§ **What is needed**: According to the satirical advice passage below, why should magical thinking be favored over real thinking?

§ **Selected text**:

Write as though nobody ever holds a grudge, is irrationally threatened by competence, or conducts a vendetta. If you must admit the existence of prejudice [whether related to age, sex, race / nationality, faith, competence, or sexual orientation], deplore it in theory, and minimize its prevalence and impact in practice.

You can't be accused of failing your audience if your advice only works in a perfect world - as long as you write as though your audience actually inhabited that perfect world, and their failures result only from their imperfection and lack of insight into just how truly fortunate they are.

3. Push magical thinking as the formula for success, always. Talk a lot about concepts such as 'reframing' and the need to be 'flexible' and 'positive'. Magical thinking is far quicker and cheaper than real thinking; whereas some form of effort is required to bring about genuine change, no effort beyond self-deception is required to bring about superficial 'change'.

§ **Excerpted records**:

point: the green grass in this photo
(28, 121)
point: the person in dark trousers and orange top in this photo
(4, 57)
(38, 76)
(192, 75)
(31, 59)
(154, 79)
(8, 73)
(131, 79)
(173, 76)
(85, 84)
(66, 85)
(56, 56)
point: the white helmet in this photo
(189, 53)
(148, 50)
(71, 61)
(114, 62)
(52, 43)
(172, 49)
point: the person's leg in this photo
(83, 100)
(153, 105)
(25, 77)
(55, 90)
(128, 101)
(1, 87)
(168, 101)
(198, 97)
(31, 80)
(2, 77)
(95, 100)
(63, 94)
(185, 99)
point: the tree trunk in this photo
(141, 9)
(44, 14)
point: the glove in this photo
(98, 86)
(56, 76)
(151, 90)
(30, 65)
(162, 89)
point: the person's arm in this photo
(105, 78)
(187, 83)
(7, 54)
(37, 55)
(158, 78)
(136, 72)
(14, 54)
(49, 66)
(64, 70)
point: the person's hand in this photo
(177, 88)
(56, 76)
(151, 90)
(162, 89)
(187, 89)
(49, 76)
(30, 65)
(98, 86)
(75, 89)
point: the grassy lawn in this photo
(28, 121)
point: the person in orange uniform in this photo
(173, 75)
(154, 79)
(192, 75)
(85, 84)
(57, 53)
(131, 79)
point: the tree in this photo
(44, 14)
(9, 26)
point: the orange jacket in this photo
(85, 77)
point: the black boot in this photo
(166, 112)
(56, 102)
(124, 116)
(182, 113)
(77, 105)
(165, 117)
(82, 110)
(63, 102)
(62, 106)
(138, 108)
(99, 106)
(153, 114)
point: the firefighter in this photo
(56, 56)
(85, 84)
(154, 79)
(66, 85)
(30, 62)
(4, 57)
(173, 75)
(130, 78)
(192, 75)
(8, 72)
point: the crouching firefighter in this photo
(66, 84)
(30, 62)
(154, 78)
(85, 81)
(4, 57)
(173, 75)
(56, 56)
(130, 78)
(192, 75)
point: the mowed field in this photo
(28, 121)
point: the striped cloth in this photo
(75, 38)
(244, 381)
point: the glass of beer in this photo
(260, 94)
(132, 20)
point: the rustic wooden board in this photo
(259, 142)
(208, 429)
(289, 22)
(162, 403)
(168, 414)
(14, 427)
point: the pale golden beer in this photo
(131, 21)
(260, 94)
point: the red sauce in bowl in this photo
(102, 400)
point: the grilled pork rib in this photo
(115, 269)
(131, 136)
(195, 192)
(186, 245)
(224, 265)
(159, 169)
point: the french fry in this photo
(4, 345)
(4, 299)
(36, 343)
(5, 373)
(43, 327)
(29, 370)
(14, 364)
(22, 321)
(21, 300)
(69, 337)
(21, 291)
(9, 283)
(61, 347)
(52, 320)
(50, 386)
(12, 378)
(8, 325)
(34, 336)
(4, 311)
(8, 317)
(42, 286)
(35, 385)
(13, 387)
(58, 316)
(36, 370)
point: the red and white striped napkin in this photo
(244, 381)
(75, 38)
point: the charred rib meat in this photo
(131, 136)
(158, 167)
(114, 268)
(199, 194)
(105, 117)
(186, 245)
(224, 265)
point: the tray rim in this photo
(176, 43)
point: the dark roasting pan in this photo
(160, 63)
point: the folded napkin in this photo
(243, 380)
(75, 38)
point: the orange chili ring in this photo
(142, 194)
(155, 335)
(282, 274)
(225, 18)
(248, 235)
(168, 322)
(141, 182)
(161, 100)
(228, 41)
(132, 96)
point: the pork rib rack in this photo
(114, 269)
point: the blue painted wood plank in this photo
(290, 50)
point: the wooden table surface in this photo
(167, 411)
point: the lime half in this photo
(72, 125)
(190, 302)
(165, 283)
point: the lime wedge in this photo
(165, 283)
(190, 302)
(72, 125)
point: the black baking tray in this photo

§ **Expected output**: Magical thinking is far quicker and cheaper, because superficial "change" needs no effort beyond self-deception, while genuine change takes some form of effort.